TO BE DONE: Rewrite every line of the items below as a Markdown table with two columns, "Row" for the row number and "Line" for the text of the line. Omit blank lines and leave the pictures out of the answer.

ENTRIES PROVIDED:
____

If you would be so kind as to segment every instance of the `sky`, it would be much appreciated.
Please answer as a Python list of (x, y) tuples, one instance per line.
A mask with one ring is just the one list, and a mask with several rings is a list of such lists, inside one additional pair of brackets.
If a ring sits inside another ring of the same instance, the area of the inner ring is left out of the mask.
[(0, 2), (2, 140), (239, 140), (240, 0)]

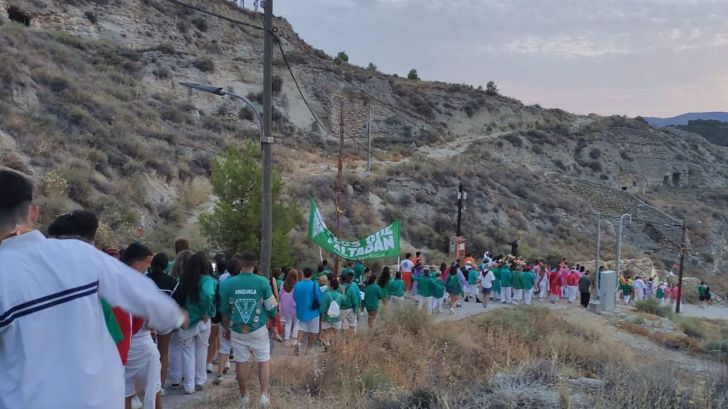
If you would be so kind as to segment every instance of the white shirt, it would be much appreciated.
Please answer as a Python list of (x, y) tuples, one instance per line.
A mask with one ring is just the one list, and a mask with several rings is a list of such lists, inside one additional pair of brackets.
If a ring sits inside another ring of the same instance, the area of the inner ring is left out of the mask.
[(480, 275), (480, 286), (483, 288), (493, 288), (493, 280), (495, 280), (495, 274), (488, 270), (485, 275)]
[(0, 244), (0, 408), (124, 407), (100, 297), (162, 333), (184, 321), (151, 279), (82, 241), (33, 231)]

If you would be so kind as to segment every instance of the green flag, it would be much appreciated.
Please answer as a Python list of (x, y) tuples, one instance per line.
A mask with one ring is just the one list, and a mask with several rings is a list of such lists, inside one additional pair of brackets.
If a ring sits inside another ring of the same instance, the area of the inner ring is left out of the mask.
[(399, 256), (399, 221), (363, 239), (344, 241), (334, 236), (326, 227), (316, 202), (311, 199), (308, 219), (308, 238), (324, 250), (347, 260), (373, 260)]

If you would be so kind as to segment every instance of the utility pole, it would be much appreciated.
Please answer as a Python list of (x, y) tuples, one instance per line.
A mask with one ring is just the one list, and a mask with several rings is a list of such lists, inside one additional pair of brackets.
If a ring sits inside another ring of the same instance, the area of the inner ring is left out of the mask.
[(260, 141), (263, 156), (263, 197), (261, 200), (260, 271), (270, 278), (273, 255), (273, 189), (271, 172), (273, 165), (271, 134), (273, 112), (273, 0), (263, 2), (263, 138)]
[(367, 174), (372, 173), (372, 103), (369, 102), (369, 120), (367, 121)]
[(461, 183), (458, 187), (458, 226), (455, 232), (455, 235), (458, 237), (462, 236), (462, 231), (460, 227), (463, 221), (463, 200), (465, 200), (467, 197), (468, 194), (466, 192), (463, 192), (463, 184)]
[(599, 258), (602, 250), (602, 214), (597, 212), (597, 254), (594, 262), (594, 280), (596, 280), (597, 300), (599, 300)]
[(682, 274), (685, 268), (685, 252), (688, 247), (688, 225), (683, 220), (683, 238), (680, 243), (680, 272), (677, 276), (677, 302), (675, 303), (675, 313), (680, 313), (680, 304), (682, 302)]
[[(339, 106), (339, 165), (336, 174), (336, 237), (341, 236), (341, 189), (344, 170), (344, 98)], [(339, 256), (334, 256), (334, 274), (339, 274)]]

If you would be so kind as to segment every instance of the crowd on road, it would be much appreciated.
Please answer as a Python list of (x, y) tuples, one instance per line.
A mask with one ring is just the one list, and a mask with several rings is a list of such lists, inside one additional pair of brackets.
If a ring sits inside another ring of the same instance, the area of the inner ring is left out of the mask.
[[(250, 252), (210, 259), (185, 239), (173, 256), (138, 241), (99, 251), (92, 212), (58, 216), (47, 235), (35, 229), (38, 214), (30, 181), (0, 170), (2, 408), (161, 408), (169, 389), (192, 395), (220, 385), (233, 364), (247, 407), (253, 362), (258, 403), (267, 407), (278, 343), (294, 356), (326, 352), (364, 326), (360, 319), (372, 327), (382, 309), (404, 302), (427, 314), (454, 314), (468, 302), (578, 298), (586, 308), (593, 287), (592, 274), (566, 259), (550, 266), (488, 252), (439, 266), (417, 252), (378, 271), (362, 261), (338, 271), (323, 260), (315, 269), (276, 268), (268, 278)], [(707, 286), (699, 291), (710, 299)], [(623, 276), (620, 296), (666, 303), (677, 294), (667, 283)]]

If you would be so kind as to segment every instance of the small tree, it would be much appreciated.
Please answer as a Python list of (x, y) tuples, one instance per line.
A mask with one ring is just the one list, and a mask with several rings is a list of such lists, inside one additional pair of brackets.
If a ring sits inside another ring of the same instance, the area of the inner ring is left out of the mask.
[[(225, 254), (258, 251), (261, 235), (260, 151), (246, 141), (230, 148), (212, 166), (212, 190), (217, 200), (210, 212), (199, 216), (200, 228), (210, 243)], [(292, 265), (293, 247), (288, 233), (300, 224), (297, 207), (281, 199), (283, 179), (273, 172), (273, 265)]]
[(336, 58), (334, 58), (334, 62), (337, 64), (341, 63), (348, 63), (349, 62), (349, 56), (346, 55), (346, 51), (339, 51), (338, 54), (336, 54)]
[(485, 84), (485, 93), (488, 95), (498, 95), (498, 86), (495, 85), (495, 82), (488, 81), (488, 83)]

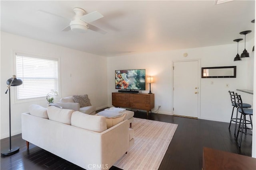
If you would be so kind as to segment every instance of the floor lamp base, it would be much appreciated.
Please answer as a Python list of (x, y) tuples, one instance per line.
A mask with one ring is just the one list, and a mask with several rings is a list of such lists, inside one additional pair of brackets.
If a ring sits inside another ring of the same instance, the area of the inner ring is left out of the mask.
[(19, 147), (14, 147), (11, 150), (9, 149), (3, 149), (1, 150), (1, 155), (10, 155), (18, 152), (20, 150)]

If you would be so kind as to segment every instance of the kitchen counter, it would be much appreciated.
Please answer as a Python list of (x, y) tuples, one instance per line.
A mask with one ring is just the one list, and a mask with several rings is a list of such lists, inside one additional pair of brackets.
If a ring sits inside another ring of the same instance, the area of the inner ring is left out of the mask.
[(240, 91), (240, 92), (244, 92), (245, 93), (248, 93), (251, 94), (253, 94), (253, 90), (247, 90), (247, 89), (236, 89), (237, 91)]

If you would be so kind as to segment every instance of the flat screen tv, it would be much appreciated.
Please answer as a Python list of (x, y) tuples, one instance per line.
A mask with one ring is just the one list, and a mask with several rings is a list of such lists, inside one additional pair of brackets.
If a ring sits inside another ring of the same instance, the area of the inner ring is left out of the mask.
[(146, 90), (146, 70), (115, 71), (116, 89)]

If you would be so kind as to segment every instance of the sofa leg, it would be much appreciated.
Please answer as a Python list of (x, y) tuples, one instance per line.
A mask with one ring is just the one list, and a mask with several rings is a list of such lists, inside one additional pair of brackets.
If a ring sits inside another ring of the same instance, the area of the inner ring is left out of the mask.
[(27, 144), (27, 149), (29, 149), (29, 142), (28, 142), (27, 141), (26, 141), (26, 143)]

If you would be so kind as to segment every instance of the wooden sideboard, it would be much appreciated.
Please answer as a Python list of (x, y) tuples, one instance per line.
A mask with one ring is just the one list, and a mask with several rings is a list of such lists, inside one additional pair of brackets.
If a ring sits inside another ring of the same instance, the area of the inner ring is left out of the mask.
[(114, 92), (112, 93), (112, 105), (144, 110), (148, 115), (155, 106), (155, 96), (153, 94)]
[(256, 170), (256, 158), (204, 147), (203, 170)]

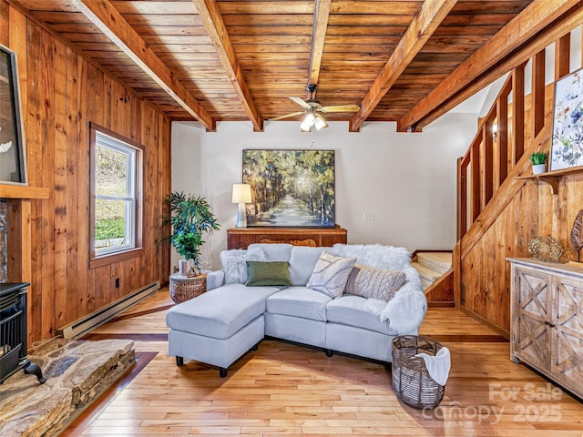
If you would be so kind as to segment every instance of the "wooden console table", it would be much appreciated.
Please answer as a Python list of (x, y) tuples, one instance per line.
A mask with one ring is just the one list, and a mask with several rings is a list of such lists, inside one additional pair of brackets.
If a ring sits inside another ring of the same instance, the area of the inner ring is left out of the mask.
[(247, 249), (252, 243), (289, 243), (294, 246), (346, 244), (347, 231), (335, 228), (231, 228), (227, 230), (227, 249)]

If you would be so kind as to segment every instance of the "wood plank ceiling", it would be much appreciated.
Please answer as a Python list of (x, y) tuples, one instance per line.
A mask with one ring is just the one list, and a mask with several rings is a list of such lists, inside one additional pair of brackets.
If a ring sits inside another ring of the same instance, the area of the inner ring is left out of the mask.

____

EXERCISE ANSWER:
| Row | Line |
|---|---|
| 1 | If you would be so kind as to segment every instance of the `sky`, it would be much appreciated. |
| 2 | Please answer as a Python list of (x, y) tuples, one instance per line. |
| 3 | A mask with one ring is just the one list, and a mask with several rings is a list of such lists, inside one additional pair of brackets. |
| 4 | If a ring sits inside another ring of the same instance, the area of the inner ring is left out of the mask. |
| 5 | [(0, 2), (2, 140), (239, 140), (240, 0)] |
| 6 | If you would be so kind as to segment every instance of the white shirt, it would be much appreciated. |
| 7 | Please answer as a Python list of (x, y) tuples, one instance per line. |
| 8 | A mask with one ring is just the one list, and a mask with several rings is a list of such lists, inside one additional pair of brackets. |
| 9 | If a ring sits inside another ring of the same instance, the area of the inner ring is left out of the mask. |
| 10 | [(480, 275), (480, 286), (483, 288), (493, 288), (493, 280), (495, 280), (495, 274), (488, 270), (485, 275)] |
| 11 | [(0, 244), (0, 408), (124, 407), (100, 297), (162, 333), (184, 321), (151, 279), (82, 241), (33, 231)] |
| 12 | If you would be so kind as to segment every instance of the green flag, it would be much appreciated. |
| 13 | Please answer as a Python list of (x, y) tuples, one instance per line. |
| 14 | A mask with one ring is just the one list, and a mask with several rings is a list of such lists, inside one additional pair of brackets. |
| 15 | If a ring sits inside another ring of the same instance, the area of the inner ring is left out of the mask. |
| 16 | [(399, 256), (399, 221), (363, 239), (344, 241), (334, 236), (326, 227), (316, 202), (311, 199), (308, 219), (308, 238), (324, 250), (347, 260), (373, 260)] |
| 17 | If you would be so kind as to segment every instance of the utility pole, it would be much appreciated. |
| 18 | Please answer as a Python list of (x, y) tuples, one instance per line. |
| 19 | A mask with one ring is just the one list, and a mask with several rings is a list of such lists, inside one additional pair of brackets. |
| 20 | If a ring sits inside another ring of the same instance, the area of the inner ring is left out of the mask. |
| 21 | [(260, 141), (263, 156), (263, 197), (261, 200), (260, 271), (270, 278), (273, 255), (273, 189), (271, 172), (273, 165), (271, 134), (273, 112), (273, 0), (263, 2), (263, 138)] |
| 22 | [(367, 174), (372, 173), (372, 103), (369, 102), (369, 120), (367, 121)] |
| 23 | [(461, 183), (458, 187), (458, 226), (455, 232), (455, 235), (458, 237), (462, 236), (462, 231), (460, 227), (463, 221), (463, 200), (465, 200), (467, 197), (468, 194), (466, 192), (463, 192), (463, 184)] |
| 24 | [(599, 258), (602, 250), (602, 214), (597, 212), (597, 254), (594, 262), (594, 280), (596, 280), (597, 300), (599, 300)] |
| 25 | [(682, 274), (685, 268), (685, 252), (688, 247), (688, 225), (683, 220), (683, 238), (680, 243), (680, 272), (677, 276), (677, 302), (675, 303), (675, 313), (680, 313), (680, 304), (682, 302)] |
| 26 | [[(339, 106), (339, 165), (336, 174), (336, 237), (341, 236), (341, 189), (344, 170), (344, 98)], [(339, 256), (334, 256), (334, 274), (339, 274)]] |
| 27 | If you would be so kind as to segment every instance of the crowd on road, it would be much appreciated. |
| 28 | Please answer as a Python list of (x, y) tuples, one instance per line. |
| 29 | A mask with one ring is just the one list, and a mask with several rings is a list of such lists, inside one additional pair of brackets. |
| 30 | If a ring sits inside another ring of the same instance, the area of the inner ring is left out of the mask. |
| 31 | [[(250, 252), (210, 259), (185, 239), (173, 256), (138, 241), (99, 251), (92, 212), (58, 216), (47, 235), (35, 229), (38, 214), (30, 181), (0, 170), (2, 408), (161, 408), (169, 389), (192, 395), (220, 385), (233, 364), (247, 407), (253, 362), (258, 403), (267, 407), (278, 343), (294, 356), (326, 352), (364, 326), (360, 319), (372, 327), (382, 309), (404, 302), (427, 314), (454, 314), (468, 302), (578, 298), (586, 308), (593, 287), (592, 274), (566, 259), (550, 266), (488, 252), (439, 266), (417, 252), (378, 271), (362, 261), (338, 271), (323, 260), (315, 269), (276, 268), (268, 278)], [(707, 286), (699, 291), (710, 299)], [(623, 276), (620, 296), (666, 303), (677, 294), (667, 283)]] |
| 32 | If you would be so kind as to segment every instance of the small tree, it would be much appreciated. |
| 33 | Please answer as a Python list of (x, y) tuples, one instance per line. |
| 34 | A mask with one ring is just the one list, and a mask with several rings is a list of such lists, inside one additional pair of brackets. |
| 35 | If a ring sits inside another ring of the same instance, the area of the inner ring is left out of the mask. |
| 36 | [[(225, 254), (258, 251), (261, 235), (260, 151), (246, 141), (230, 148), (212, 166), (212, 190), (217, 200), (210, 212), (199, 216), (200, 228), (210, 243)], [(292, 265), (293, 247), (288, 233), (300, 224), (297, 207), (281, 199), (283, 179), (273, 172), (273, 265)]] |
| 37 | [(336, 58), (334, 58), (334, 62), (337, 64), (341, 63), (348, 63), (349, 62), (349, 56), (346, 55), (346, 51), (339, 51), (338, 54), (336, 54)] |
| 38 | [(485, 84), (485, 93), (488, 95), (498, 95), (498, 86), (495, 85), (495, 82), (488, 81), (488, 83)] |
| 39 | If you would be so kind as to segment every instance of the floor lamp base, it would be much appreciated. |
| 40 | Please answer as a Python list of (x, y) tuples, one instance per line. |
| 41 | A mask with one ring is just the one list, and a mask with several rings is a list of such lists, inside one additional pair of brackets. |
| 42 | If a ring sits inside another ring of the same instance, the area of the inner ring is left out of the mask. |
| 43 | [(19, 147), (14, 147), (11, 150), (9, 149), (3, 149), (1, 150), (1, 155), (10, 155), (18, 152), (20, 150)] |
| 44 | If you would be so kind as to segment every instance of the kitchen counter, it would be much appreciated. |
| 45 | Please answer as a Python list of (x, y) tuples, one instance per line. |
| 46 | A mask with one ring is just the one list, and a mask with several rings is a list of such lists, inside one additional pair of brackets. |
| 47 | If a ring sits inside another ring of the same instance, the area of the inner ring is left out of the mask. |
| 48 | [(240, 91), (240, 92), (244, 92), (245, 93), (248, 93), (251, 94), (253, 94), (253, 90), (247, 90), (247, 89), (236, 89), (237, 91)] |
| 49 | If you would be so kind as to segment every instance of the flat screen tv, it would be much appreciated. |
| 50 | Please answer as a Python list of (x, y) tuples, one instance per line. |
| 51 | A mask with one ring is just the one list, and a mask with several rings is a list of such lists, inside one additional pair of brackets. |
| 52 | If a ring sits inside another ring of the same instance, the area of the inner ring is left out of the mask. |
| 53 | [(146, 90), (146, 70), (115, 71), (116, 89)] |
| 54 | If you would be so kind as to segment every instance of the sofa leg, it would be much appreciated. |
| 55 | Please answer as a Python list of (x, y) tuples, one instance per line. |
| 56 | A mask with one ring is just the one list, and a mask with several rings is a list of such lists, inside one additional pair of brackets. |
| 57 | If a ring sits inside another ring of the same instance, the area of the inner ring is left out of the mask. |
| 58 | [(27, 144), (27, 149), (29, 149), (29, 142), (28, 142), (27, 141), (26, 141), (26, 143)] |
| 59 | If you would be so kind as to segment every instance of the wooden sideboard, it would be much appreciated. |
| 60 | Please answer as a Python list of (x, y) tuples, one instance per line. |
| 61 | A mask with one ring is just the one list, and a mask with several rings is a list of such lists, inside one additional pair of brackets. |
| 62 | If a ring sits inside another ring of the same instance, the area of the inner ring is left out of the mask. |
| 63 | [(114, 92), (112, 93), (112, 105), (144, 110), (148, 115), (155, 106), (155, 96), (153, 94)] |
| 64 | [(256, 170), (256, 158), (204, 147), (203, 170)] |
| 65 | If you would be so kind as to segment every instance of the "wooden console table", it would be much appreciated. |
| 66 | Please answer as a Python list of (x, y) tuples, one instance per line. |
| 67 | A mask with one ring is just the one list, and a mask with several rings is a list of such lists, inside one additional pair of brackets. |
| 68 | If a ring sits inside another ring of the same instance, the area of the inner ring is left out of the mask. |
| 69 | [(247, 249), (252, 243), (289, 243), (294, 246), (346, 244), (347, 231), (335, 228), (231, 228), (227, 230), (227, 249)] |
| 70 | If you would be so kind as to segment every instance of the "wood plank ceiling", it would be much appreciated. |
| 71 | Please answer as a Python list of (x, y) tuples, one instance per line. |
| 72 | A mask with one ring is just the one list, and a mask with several rings is a list of such lists, inside one additional pair of brackets. |
| 73 | If a ring sits inside another ring of the same instance, the area of the inner ring is left out of the mask. |